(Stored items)
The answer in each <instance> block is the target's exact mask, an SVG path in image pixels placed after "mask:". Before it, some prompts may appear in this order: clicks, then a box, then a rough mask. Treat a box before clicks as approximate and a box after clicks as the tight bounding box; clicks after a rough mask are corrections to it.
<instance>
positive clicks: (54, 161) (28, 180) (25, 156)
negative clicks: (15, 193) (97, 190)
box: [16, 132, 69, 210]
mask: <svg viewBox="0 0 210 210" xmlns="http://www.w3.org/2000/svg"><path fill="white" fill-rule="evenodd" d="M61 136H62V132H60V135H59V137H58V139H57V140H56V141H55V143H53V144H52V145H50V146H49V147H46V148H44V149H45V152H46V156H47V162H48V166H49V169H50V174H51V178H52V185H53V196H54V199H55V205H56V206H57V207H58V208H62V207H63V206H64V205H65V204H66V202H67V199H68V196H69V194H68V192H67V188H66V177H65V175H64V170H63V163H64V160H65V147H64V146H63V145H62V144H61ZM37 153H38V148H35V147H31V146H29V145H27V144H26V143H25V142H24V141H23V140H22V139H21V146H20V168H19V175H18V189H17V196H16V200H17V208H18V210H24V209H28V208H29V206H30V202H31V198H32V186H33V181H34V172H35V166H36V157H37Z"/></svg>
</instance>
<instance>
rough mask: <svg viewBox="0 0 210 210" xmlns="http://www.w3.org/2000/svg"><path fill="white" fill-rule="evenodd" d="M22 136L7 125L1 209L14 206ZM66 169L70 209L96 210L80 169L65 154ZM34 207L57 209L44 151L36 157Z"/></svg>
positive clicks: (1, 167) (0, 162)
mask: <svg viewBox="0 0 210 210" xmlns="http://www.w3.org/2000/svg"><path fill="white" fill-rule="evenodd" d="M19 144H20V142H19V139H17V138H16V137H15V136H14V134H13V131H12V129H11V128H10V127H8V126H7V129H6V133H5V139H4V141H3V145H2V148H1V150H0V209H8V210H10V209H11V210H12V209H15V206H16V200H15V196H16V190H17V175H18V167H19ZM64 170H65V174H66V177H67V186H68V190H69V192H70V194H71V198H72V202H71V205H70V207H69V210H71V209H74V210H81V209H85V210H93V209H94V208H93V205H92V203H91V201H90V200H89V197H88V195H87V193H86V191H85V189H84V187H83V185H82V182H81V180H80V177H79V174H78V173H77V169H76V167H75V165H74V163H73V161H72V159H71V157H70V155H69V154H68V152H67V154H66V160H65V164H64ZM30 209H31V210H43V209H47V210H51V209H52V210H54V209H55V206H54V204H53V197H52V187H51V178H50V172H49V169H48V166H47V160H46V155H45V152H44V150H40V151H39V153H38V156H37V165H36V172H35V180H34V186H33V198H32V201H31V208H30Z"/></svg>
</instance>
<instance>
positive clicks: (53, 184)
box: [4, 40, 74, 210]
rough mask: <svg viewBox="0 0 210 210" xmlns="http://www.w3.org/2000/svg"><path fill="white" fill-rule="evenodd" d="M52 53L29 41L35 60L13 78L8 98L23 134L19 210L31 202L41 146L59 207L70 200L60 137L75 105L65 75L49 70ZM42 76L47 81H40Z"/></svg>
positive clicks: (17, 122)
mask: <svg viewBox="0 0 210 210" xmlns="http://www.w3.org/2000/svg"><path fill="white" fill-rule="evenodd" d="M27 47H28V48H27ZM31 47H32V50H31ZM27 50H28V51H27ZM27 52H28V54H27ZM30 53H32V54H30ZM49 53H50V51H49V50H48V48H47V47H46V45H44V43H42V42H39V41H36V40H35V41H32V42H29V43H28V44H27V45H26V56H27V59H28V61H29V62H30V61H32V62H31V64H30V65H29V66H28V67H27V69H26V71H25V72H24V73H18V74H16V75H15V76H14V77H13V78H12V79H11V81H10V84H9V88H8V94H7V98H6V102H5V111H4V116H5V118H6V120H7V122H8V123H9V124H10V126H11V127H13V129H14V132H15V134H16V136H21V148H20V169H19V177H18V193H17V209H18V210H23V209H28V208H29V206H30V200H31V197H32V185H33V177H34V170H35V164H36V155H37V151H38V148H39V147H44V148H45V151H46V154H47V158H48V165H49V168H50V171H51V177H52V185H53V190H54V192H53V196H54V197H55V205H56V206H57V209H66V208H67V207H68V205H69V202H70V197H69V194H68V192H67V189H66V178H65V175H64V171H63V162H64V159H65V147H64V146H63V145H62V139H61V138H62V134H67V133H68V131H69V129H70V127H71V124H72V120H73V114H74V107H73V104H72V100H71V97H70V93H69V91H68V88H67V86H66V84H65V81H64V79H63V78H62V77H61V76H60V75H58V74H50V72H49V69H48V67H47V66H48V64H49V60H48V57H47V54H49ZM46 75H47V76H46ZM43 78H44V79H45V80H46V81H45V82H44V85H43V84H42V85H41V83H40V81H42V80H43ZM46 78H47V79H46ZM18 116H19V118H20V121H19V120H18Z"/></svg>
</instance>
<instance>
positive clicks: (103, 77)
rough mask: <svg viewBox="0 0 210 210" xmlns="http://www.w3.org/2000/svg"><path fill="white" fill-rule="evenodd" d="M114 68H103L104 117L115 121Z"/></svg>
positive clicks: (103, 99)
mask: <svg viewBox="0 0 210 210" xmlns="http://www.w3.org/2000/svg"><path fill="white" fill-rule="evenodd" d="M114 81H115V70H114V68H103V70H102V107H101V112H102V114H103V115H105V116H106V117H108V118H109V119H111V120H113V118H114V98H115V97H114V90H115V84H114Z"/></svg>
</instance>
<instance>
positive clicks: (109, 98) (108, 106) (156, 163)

...

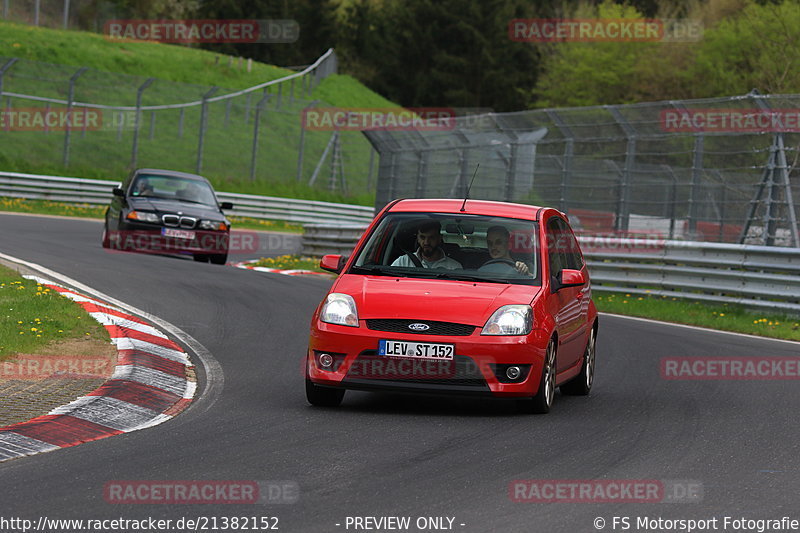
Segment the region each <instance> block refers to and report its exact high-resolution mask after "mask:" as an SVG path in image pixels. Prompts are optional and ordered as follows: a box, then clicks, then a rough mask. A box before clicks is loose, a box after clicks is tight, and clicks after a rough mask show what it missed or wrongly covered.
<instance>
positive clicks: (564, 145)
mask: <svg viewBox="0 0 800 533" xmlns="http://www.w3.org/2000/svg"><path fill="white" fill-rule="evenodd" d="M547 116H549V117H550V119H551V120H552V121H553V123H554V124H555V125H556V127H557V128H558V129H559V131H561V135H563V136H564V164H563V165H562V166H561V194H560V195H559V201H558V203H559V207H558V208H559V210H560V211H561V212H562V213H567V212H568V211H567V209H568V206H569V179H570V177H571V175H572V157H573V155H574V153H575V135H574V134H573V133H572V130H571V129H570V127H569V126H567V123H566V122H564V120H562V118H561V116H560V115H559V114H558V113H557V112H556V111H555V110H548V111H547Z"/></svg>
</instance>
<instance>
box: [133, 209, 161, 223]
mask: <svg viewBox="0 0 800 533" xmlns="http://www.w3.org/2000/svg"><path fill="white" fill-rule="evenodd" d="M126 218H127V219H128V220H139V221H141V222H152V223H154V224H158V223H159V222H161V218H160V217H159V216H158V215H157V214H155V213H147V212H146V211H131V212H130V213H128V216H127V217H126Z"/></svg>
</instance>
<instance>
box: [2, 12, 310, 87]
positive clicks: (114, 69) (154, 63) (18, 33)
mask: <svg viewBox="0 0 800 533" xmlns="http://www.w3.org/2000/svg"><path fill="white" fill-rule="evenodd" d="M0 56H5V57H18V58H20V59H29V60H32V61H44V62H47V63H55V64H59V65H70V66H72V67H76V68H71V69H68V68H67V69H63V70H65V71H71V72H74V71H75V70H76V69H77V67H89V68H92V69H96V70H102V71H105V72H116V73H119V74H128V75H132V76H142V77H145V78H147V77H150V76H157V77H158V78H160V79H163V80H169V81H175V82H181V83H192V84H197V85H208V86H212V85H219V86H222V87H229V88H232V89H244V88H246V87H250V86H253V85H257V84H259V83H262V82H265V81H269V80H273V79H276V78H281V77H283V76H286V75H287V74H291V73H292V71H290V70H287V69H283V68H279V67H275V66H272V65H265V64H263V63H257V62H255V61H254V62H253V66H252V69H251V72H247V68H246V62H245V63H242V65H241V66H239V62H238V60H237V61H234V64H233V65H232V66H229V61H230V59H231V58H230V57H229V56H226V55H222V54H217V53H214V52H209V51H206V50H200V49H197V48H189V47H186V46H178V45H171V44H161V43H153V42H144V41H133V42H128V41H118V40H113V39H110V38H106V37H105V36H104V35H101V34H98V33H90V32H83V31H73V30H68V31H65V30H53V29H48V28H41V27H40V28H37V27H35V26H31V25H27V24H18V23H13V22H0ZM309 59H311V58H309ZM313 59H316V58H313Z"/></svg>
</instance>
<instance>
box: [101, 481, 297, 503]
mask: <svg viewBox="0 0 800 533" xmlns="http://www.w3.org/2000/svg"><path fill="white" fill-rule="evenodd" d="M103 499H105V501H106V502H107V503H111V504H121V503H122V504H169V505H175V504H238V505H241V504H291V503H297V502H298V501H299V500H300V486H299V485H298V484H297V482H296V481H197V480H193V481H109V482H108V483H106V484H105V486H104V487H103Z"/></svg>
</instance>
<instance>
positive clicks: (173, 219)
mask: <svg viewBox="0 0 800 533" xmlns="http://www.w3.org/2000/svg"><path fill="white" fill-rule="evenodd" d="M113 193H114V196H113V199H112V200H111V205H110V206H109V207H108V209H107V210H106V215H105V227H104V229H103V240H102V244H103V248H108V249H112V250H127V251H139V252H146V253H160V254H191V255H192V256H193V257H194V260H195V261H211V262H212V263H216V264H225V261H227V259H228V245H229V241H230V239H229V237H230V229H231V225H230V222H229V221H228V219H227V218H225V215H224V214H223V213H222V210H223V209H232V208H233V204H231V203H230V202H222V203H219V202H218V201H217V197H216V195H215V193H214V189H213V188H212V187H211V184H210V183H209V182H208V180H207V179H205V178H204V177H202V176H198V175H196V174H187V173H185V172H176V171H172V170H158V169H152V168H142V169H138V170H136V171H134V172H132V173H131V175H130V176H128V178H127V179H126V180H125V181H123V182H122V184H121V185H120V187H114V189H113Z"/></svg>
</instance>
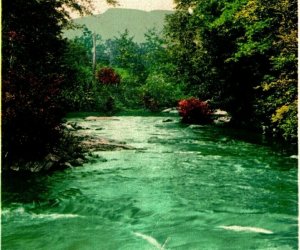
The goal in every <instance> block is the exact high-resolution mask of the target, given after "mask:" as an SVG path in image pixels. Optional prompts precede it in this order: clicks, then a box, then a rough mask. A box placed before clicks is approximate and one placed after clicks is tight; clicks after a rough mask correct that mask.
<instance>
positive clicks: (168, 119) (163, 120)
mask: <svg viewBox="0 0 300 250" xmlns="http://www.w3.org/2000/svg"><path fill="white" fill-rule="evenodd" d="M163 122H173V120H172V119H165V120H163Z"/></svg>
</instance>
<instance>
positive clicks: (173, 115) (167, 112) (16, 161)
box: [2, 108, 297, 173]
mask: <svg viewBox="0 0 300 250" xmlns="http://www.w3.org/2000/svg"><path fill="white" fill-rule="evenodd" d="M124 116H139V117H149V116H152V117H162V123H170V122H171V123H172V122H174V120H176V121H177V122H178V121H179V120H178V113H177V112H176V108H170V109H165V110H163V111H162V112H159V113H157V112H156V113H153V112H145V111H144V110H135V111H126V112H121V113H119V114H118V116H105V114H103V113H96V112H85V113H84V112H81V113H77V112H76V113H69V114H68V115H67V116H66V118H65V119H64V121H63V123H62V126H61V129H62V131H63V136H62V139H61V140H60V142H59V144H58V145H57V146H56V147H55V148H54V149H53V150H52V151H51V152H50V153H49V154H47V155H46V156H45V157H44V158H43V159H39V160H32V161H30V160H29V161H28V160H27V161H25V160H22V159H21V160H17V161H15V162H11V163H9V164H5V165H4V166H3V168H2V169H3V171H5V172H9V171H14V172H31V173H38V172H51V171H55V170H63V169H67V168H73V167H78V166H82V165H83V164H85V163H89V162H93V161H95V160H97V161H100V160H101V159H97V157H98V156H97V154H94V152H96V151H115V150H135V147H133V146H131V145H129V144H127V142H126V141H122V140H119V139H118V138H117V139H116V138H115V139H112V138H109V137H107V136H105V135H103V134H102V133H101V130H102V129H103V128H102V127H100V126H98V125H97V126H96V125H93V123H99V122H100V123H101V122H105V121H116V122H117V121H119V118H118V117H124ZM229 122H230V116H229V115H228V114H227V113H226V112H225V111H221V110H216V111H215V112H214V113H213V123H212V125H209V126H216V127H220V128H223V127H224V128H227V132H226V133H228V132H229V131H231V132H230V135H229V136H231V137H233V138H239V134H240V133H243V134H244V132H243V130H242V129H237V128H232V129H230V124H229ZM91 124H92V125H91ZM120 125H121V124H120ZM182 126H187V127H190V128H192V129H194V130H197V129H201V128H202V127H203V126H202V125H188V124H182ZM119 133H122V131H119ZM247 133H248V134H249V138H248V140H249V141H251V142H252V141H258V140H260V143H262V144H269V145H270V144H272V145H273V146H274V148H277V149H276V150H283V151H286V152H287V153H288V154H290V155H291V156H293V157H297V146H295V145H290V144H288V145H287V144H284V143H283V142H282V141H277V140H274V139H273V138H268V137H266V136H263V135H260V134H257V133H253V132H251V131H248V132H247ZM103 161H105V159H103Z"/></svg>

--

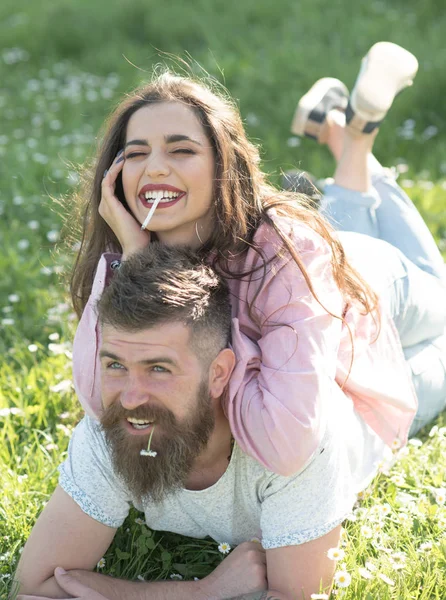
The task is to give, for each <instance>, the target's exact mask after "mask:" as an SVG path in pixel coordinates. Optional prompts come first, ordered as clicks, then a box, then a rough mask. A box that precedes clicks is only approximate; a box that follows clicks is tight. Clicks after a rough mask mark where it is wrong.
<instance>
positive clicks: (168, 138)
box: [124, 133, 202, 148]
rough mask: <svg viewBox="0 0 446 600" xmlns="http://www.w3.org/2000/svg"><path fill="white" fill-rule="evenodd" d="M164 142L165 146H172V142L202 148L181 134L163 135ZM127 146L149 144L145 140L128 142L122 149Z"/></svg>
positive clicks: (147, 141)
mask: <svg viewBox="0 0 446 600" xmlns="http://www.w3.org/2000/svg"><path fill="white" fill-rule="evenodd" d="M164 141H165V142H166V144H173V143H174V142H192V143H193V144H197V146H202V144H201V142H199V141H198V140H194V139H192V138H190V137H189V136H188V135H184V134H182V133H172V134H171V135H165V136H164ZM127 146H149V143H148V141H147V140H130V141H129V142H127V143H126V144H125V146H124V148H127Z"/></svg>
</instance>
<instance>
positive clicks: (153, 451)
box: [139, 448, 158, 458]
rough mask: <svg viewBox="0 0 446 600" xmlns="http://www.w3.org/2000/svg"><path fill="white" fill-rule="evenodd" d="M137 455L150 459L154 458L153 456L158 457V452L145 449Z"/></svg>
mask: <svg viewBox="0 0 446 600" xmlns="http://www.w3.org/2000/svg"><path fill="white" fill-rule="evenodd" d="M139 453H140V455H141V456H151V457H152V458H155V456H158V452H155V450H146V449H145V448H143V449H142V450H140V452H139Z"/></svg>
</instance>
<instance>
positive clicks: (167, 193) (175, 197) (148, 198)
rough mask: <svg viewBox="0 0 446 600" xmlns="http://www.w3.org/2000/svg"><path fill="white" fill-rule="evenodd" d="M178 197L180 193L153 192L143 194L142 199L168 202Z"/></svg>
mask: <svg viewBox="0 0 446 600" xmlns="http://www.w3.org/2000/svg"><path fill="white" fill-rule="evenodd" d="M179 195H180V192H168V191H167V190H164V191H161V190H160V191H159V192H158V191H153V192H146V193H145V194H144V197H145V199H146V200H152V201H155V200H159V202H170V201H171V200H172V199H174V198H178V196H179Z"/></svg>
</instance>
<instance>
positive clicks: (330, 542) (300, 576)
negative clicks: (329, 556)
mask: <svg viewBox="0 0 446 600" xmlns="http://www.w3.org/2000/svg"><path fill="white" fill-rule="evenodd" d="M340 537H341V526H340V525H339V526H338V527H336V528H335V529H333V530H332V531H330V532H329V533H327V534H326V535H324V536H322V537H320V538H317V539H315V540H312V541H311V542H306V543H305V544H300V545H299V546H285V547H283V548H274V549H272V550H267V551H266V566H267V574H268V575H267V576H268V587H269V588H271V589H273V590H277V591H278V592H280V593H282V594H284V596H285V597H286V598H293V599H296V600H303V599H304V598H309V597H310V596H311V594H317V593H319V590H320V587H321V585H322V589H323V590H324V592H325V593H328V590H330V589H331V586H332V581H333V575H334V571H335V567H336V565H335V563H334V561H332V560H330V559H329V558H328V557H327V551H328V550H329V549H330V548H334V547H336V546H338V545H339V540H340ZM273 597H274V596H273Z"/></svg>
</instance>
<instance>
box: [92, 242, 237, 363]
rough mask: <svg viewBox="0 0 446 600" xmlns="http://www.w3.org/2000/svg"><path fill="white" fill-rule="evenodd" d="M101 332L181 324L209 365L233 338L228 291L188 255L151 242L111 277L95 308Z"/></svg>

(Task brief)
Find the word "high" in the records, and report each line that has it.

(Task result)
Segment the region each <instance> block refers to and report its exact high-resolution mask after "mask:" as an SVG path in image pixels. Prompts are optional and ordered as follows: a box, then clicks, then a rough mask. A box before clicks is loose, a box after clicks is tight, and clicks after a rough mask show what it missed or wrongly covered.
The goal in every <instance> block is the exact high-resolution mask of the target, given after "mask:" as an SVG path in image pixels. Optional prompts precede it in this order: clicks, then a box, then a rough mask. A box placed before clicks is approximate and one placed after clicks is tight; clicks after a rough mask correct that mask.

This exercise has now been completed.